** Opening Source text block **
Cynthia Banks, Promise Heights Parent Leader at Furman L. Templeton Preparatory Academy
Promise Heights' new Freedom Food program started with an impetus rooted within the community during the summer of 2020, when so many families were pushed to a new level of need due to the pandemic. Schools were closed. Many families had lost jobs, or, as essential workers, were putting in extra hours. Meanwhile, the lifeline of school-provided meals meant that children needed to venture out several times each day simply to eat.
 
We listened to community members who were seeking better options, learned about their needs and they guided us towards ways that we could best support their efforts. We looked for corporate support and were fortunate to receive it from the Fund for Educational Excellence that gathered eleven local corporate donors to build a COVID-19 Food Stability Fund. The community group that did all of the planning called it the Freedom Food Program, and they found creative ways to support local food providers.
 
We're thankful to many people who were key players at various moments in the planning: the Brown Memorial Park Avenue Presbyterian Church and its Pastor Andrew Connor, the church’s members and leadership, as well as to Reverend Michele Ward and Chrystie Adams; Chef Tommy Lyons, Phyllis Felton, Vonzella Parker, Jennifer Gaither; Pedestal Gardens; B’more for Healthy Babies Breastfeeding Support Group/Black Breastfeeding Week participants; Promise Heights staff Stacey Stephens, Jilian Kreuger, Meaghan Tine, and Cynthia Banks; and so many others who were involved along the way.

YOUTH VOICES FROM UPTON/DRUID HEIGHTS
Children's lives have dramatically changed since the pandemic first closed schools last March, and now that kids have been back to (virtual) school, we're launching the first of many conversations with the youth enrolled in our Upton/Druid Heights Community Schools.

How has the COVID-19 pandemic made this past summer unlike any other in your life? When you're a grown up, what do you think you'll remember about summer 2020?” 


"This summer was different from any other summer because I stayed home with mom.”
** Closing Source text block **
▶ **Work order A**:
According to the Promise Heights text, how many local corporate donors did the Fund for Educational Excellence gather to build the COVID-19 Food Stability Fund?
▶ **Work order B**:
Rewrite the part of the Promise Heights text between "We're thankful to" and "along the way.", inclusive, replacing "Chef" with "Cook".
▶ **Work order C**:
Carry on the Promise Heights text from the point where it stops.
** Opening Dataset extract block **
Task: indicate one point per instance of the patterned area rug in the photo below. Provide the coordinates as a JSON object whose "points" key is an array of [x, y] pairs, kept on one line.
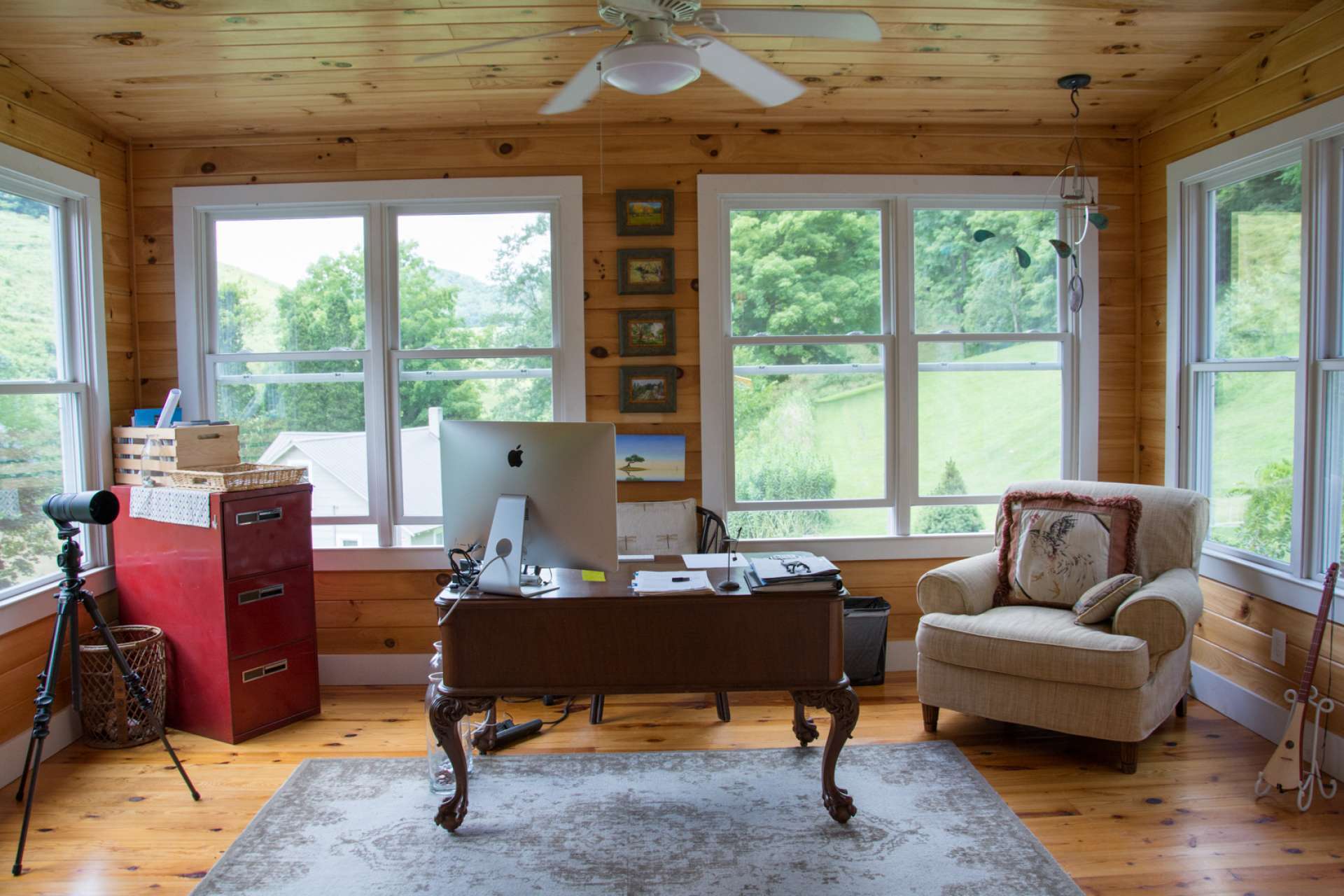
** Closing Dataset extract block **
▶ **Response A**:
Eleven

▶ **Response B**:
We're thankful to many people who were key players at various moments in the planning: the Brown Memorial Park Avenue Presbyterian Church and its Pastor Andrew Connor, the church’s members and leadership, as well as to Reverend Michele Ward and Chrystie Adams; Cook Tommy Lyons, Phyllis Felton, Vonzella Parker, Jennifer Gaither; Pedestal Gardens; B’more for Healthy Babies Breastfeeding Support Group/Black Breastfeeding Week participants; Promise Heights staff Stacey Stephens, Jilian Kreuger, Meaghan Tine, and Cynthia Banks; and so many others who were involved along the way.

▶ **Response C**:
– Kindergartener, The Historic Samuel Coleridge-Taylor Elementary

“I am going to tell my kids that my summer was spent in quarantine in the house so they better not complain about being bored!”
– 11th grader, Renaissance Academy High School

"I was supposed to start a football league
and it got cancelled, so hopefully it starts
in the Spring."
– male student, Renaissance Academy High School

“I miss being in the school and being able
to see everyone.”
– female student, Renaissance Academy High School


Please keep an eye out for November's question-"What are you most thankful for as Thanksgiving nears? How will you try to make this year's celebration extra special?"
Express Your Voice: Voting in Maryland

The State of Maryland has a featured "MD VOTES" secure website with all pertinent dates & deadlines
If you've been living under a rock, perhaps you've missed that an important election is less than a month away? Seriously though, since so many people are choosing to vote by mail, recommendations have gone out advising people to register and vote as early as possible.

For your convenience, we're sharing the official link to the Maryland State Board of Elections including their information on how to Register to Vote (deadline October 13); Request a Mail-in Ballot (must be received by October 20), Vote by Mail (mail-in ballot): how to Vote during Early Voting (October 26 through November 2); how to Vote on Election Day (November 3), plus how to look up your own voter registration and info, and much more. Thanks for exercising your right!